*Extracted text:*
The $28 billion buyout of First Data Corporation, the nation's largest processor of credit and debit card data for banks and merchants, dramatically illustrates the sheer insanity of these LBO bidding wars. In theory, First Data might have escaped the zombie debt trap since—for better or worse—credit cards have been a growth industry and, in fact, the company's revenues have risen at a 7 percent rate since 2007, notwithstanding the Great Recession.

But First Data has actually made no progress at all in reducing the $22 billion LBO debt it took on in September 2007 for a single overpowering reason: the speculative climate fostered by the Fed was so frenzied that even the gray eminence of the industry, KKR, was induced to acquire a good company at a preposterous price. The $28 billion price tag thus represented an astounding 51X the pro forma operating income of the company during 2007 and nearly 16X EBITDA.

It goes without saying that the company's modestly growing sales and cash flow have been no match for $2 billion of annual interest expense. Accordingly, during the eighteen quarters since the buyout, First Data has recorded nearly $7 billion in net losses. After netting capital spending and minority partner payments against income from operations, the company generated less than $450 million of free cash flow during the entire period. Needless to say, at that rate ($25 million per quarter) it would take First Data 220 years to pay off its debt!

In truth, a crash landing has been prevented so far only because billions of LBO debt has been subjected to “extend and pretend.” During the first
quarter of 2012, for example, the company refinanced $3 billion of bank debt at higher interest rates, thereby deferring these maturities from 2014 until 2017. At free market interest rates, by contrast, First Data could never refinance its $23 billion of loans as they come due. Keeping the debt zombies alive, therefore, is just one more deformation that flows from the Fed's financial repression policies.

CLEAR CHANNEL COMMUNICATIONS:

DEBT ZOMBIE ON A “STICK”

In May 2008 Bain Capital and Thomas Lee saw fit to pay fourteen times operating income for a company that was the communications industry equivalent of the proverbial buggy-whip maker. Clear Channel Communications, in fact, had been a speculator par excellence in the humble business of owning what were called radio “sticks,” or FCC licenses, to operate AM and FM radio stations.

By the time of its $23 billion LBO, it owned 850 radio stations, and it could not be gainsaid that radio stations were profitable. During 2007 Clear Channel had generated about $1.6 billion of operating income, a figure which amounted to a healthy 24.1 percent of its $6.8 billion in net revenues.

*Supplied entries:*
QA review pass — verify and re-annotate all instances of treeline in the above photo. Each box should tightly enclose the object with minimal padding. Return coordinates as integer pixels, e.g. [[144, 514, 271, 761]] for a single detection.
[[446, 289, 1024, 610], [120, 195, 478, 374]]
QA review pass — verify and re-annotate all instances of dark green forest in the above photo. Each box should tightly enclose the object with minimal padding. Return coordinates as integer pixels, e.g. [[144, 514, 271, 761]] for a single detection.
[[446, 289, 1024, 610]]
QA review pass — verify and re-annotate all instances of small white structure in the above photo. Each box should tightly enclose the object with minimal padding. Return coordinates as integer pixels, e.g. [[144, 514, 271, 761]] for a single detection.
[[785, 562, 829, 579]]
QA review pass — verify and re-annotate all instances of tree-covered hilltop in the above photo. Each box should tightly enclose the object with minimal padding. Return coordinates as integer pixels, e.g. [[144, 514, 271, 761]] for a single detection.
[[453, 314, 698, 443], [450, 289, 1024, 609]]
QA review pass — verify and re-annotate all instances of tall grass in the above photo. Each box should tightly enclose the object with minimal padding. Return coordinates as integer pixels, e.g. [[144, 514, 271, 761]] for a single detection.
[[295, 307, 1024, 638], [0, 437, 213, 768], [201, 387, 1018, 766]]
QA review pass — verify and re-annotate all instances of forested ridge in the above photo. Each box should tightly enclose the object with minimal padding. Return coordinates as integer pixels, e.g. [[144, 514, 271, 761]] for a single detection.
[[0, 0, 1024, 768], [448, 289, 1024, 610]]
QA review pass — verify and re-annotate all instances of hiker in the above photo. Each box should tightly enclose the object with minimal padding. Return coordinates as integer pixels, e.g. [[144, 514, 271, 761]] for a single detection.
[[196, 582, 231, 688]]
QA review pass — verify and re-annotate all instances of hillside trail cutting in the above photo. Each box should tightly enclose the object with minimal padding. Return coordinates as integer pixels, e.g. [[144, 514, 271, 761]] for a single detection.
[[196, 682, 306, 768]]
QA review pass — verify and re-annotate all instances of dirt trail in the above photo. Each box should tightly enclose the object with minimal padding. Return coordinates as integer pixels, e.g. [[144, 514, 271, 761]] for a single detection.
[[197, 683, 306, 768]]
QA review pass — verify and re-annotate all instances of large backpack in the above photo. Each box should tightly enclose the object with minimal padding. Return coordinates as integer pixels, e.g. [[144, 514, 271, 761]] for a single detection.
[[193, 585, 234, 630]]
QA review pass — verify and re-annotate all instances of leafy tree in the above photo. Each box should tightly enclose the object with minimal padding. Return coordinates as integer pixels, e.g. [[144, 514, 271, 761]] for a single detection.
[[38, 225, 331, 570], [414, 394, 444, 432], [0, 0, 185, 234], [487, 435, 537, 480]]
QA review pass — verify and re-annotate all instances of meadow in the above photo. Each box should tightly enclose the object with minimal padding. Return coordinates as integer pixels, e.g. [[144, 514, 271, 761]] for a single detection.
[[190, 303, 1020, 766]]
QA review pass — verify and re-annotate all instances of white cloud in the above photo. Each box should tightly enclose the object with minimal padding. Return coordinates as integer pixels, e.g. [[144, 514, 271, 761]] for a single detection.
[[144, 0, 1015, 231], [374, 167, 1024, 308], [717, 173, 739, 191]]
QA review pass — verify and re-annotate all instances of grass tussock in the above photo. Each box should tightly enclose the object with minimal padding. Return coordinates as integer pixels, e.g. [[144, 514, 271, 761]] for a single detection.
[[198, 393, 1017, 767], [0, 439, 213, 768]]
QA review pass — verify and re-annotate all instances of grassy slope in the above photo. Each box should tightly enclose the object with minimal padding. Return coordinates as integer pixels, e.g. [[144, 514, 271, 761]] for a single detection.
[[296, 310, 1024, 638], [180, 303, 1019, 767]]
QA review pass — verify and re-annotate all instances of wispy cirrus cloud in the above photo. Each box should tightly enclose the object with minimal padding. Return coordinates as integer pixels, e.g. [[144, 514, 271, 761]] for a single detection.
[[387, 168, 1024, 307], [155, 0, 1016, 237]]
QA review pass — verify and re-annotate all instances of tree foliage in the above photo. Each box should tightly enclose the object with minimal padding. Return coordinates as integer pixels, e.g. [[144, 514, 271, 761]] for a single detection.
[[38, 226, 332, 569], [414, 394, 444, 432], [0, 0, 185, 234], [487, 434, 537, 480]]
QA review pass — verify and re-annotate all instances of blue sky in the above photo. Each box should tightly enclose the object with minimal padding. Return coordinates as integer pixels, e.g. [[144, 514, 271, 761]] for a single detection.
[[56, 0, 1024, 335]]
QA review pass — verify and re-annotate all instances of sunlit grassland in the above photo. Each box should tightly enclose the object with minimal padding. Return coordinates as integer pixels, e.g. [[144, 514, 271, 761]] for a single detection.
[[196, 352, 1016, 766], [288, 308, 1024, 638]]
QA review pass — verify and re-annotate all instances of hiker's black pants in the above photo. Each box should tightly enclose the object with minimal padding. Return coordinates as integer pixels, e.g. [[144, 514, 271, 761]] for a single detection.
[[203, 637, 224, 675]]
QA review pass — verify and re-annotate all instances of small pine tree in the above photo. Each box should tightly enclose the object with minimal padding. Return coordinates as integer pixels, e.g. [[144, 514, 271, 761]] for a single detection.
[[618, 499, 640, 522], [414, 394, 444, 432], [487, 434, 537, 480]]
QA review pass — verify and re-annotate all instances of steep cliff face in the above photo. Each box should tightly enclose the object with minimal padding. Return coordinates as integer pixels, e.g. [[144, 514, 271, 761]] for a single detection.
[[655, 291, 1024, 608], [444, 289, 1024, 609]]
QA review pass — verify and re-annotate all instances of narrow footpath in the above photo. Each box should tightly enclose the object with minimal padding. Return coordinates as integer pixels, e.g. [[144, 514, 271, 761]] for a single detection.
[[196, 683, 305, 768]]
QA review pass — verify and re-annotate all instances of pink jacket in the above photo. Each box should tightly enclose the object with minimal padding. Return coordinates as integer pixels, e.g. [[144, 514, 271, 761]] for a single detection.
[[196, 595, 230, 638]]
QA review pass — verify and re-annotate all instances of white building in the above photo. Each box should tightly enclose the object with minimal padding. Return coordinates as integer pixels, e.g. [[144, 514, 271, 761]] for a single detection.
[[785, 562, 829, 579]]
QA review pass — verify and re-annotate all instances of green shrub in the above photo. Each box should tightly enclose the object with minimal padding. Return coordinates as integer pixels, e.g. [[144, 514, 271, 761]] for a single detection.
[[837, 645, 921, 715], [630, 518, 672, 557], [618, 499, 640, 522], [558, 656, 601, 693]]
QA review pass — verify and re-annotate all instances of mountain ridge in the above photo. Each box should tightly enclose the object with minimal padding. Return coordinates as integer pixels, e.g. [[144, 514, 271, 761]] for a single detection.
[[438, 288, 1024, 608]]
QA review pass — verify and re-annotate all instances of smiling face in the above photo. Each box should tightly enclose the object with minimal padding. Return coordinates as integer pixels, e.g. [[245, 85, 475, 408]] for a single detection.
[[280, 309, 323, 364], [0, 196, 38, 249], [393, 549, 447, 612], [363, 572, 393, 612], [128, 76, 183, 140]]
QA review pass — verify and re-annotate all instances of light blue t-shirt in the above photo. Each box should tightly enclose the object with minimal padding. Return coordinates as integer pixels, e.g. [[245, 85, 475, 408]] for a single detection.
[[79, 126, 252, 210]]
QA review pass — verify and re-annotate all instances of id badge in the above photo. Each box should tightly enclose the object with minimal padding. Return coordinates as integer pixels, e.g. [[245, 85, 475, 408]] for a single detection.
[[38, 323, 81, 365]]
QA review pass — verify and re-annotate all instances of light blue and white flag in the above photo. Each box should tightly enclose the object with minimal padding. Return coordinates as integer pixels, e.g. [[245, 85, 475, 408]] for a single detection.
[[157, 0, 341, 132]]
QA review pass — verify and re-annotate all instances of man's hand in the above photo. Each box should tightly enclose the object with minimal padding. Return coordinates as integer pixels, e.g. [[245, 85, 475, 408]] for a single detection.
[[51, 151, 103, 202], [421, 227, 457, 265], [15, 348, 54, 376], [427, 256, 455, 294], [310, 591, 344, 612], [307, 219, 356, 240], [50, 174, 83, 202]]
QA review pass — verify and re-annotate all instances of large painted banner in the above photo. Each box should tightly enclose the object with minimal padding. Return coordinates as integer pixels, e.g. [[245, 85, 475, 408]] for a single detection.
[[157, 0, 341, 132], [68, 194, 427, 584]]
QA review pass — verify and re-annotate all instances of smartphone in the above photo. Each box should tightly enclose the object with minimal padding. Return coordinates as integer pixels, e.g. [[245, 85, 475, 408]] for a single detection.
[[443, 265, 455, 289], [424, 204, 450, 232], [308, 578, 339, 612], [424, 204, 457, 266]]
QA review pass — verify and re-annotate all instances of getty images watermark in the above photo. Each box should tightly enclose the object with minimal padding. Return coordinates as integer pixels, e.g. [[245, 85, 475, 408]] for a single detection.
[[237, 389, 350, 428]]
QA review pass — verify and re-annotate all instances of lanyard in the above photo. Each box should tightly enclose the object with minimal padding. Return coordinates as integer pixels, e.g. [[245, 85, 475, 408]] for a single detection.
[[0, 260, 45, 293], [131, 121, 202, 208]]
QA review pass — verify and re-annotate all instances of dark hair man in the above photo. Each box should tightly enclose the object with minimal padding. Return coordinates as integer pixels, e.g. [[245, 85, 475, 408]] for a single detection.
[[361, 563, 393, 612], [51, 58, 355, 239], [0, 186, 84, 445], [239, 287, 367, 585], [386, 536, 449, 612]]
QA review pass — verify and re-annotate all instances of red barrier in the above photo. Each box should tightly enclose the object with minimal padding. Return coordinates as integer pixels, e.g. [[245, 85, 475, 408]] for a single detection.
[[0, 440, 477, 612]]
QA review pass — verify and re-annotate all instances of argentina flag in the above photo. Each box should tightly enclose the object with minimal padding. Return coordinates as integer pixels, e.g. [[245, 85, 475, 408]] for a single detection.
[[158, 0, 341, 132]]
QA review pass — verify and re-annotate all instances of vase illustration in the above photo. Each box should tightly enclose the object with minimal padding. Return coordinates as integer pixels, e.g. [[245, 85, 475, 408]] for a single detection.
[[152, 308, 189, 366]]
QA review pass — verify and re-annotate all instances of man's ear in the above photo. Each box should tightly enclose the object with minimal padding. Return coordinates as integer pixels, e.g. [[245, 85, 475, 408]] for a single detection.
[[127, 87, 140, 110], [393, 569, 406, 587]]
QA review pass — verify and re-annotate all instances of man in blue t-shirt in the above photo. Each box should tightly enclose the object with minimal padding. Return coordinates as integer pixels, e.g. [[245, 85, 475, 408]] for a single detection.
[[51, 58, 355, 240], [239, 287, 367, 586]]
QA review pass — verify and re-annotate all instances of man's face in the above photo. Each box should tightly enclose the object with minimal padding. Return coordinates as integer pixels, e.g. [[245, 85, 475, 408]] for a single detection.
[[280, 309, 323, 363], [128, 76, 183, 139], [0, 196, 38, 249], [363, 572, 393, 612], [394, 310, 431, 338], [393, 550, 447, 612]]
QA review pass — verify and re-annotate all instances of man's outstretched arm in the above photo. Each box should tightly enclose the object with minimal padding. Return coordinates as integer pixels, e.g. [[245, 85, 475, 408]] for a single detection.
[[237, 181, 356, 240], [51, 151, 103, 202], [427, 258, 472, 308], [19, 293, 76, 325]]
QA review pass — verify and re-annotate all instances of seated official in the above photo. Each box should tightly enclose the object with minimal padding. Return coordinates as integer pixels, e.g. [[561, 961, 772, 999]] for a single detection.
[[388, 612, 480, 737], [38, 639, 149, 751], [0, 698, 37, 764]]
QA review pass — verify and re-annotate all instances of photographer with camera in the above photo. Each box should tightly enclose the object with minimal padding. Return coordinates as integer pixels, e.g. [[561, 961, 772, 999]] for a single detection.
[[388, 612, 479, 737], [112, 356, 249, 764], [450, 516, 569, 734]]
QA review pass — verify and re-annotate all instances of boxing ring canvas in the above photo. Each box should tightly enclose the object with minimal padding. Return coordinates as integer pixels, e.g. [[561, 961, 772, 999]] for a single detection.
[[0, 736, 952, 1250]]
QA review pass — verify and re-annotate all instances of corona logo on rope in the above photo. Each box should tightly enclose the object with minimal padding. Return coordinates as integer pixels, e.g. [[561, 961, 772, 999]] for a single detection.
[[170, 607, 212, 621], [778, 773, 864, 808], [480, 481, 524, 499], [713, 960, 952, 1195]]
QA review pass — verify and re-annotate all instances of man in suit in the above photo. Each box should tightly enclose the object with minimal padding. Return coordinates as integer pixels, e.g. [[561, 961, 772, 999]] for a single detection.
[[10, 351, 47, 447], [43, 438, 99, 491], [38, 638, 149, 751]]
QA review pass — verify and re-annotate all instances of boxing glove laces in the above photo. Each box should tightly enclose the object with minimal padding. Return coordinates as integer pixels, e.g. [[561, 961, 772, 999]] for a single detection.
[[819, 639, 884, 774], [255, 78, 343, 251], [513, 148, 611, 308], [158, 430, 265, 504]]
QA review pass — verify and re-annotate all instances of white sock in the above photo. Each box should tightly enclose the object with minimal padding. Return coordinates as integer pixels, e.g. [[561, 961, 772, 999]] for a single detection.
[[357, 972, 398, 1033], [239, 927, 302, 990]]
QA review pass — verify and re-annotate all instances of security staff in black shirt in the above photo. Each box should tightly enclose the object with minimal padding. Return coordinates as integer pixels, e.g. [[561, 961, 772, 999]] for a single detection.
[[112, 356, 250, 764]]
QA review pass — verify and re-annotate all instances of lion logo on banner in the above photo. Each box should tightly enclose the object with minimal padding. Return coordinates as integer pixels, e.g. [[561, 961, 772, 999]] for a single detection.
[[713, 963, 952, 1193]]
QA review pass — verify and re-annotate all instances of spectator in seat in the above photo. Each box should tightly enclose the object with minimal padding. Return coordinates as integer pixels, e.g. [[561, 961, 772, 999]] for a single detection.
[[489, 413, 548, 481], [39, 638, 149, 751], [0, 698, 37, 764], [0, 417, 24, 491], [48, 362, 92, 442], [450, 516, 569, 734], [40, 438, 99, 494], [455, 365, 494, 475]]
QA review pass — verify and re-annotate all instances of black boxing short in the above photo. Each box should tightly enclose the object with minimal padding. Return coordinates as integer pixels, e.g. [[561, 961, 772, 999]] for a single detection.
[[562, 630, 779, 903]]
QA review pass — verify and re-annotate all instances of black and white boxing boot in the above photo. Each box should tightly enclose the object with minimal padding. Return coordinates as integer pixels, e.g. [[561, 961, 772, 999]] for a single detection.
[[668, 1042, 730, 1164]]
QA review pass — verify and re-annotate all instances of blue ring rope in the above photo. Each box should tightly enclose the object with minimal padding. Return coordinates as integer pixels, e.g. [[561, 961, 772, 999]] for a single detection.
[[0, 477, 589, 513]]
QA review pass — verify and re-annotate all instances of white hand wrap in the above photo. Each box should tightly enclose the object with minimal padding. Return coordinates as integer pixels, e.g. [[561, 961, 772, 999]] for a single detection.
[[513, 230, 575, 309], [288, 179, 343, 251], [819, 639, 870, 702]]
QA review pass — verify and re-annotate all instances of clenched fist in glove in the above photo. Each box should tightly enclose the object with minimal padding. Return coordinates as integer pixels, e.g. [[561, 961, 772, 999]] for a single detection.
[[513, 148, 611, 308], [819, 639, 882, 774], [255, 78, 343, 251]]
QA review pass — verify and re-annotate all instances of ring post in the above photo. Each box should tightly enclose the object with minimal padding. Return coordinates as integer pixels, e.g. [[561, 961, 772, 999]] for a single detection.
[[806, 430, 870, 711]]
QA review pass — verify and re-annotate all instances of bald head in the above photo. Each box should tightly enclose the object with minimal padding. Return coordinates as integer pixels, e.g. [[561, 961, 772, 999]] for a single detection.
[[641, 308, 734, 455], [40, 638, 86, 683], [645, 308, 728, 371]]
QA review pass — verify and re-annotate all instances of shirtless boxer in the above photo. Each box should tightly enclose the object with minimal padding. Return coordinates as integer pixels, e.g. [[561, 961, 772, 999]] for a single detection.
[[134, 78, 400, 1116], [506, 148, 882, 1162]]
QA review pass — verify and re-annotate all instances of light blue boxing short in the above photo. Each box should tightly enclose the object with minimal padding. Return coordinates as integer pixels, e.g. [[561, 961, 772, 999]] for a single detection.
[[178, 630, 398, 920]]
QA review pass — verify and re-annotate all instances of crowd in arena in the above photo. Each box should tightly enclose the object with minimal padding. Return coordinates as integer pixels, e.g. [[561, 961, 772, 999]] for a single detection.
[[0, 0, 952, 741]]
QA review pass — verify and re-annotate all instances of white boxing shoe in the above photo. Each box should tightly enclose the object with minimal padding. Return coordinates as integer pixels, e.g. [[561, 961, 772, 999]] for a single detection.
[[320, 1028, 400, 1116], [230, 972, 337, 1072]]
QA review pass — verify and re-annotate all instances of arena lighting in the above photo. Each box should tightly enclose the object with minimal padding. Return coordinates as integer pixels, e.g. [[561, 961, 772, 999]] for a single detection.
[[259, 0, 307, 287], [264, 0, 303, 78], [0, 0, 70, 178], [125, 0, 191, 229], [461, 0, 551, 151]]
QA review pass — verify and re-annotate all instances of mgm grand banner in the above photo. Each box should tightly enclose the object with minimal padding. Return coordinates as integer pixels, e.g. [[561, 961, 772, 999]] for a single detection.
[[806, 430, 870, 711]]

*Prompt:* Reproduce the part of the leveraged buyout debt text starting at "But First Data" and ending at "nearly 16X EBITDA.".

*Exercise result:*
But First Data has actually made no progress at all in reducing the $22 billion LBO debt it took on in September 2007 for a single overpowering reason: the speculative climate fostered by the Fed was so frenzied that even the gray eminence of the industry, KKR, was induced to acquire a good company at a preposterous price. The $28 billion price tag thus represented an astounding 51X the pro forma operating income of the company during 2007 and nearly 16X EBITDA.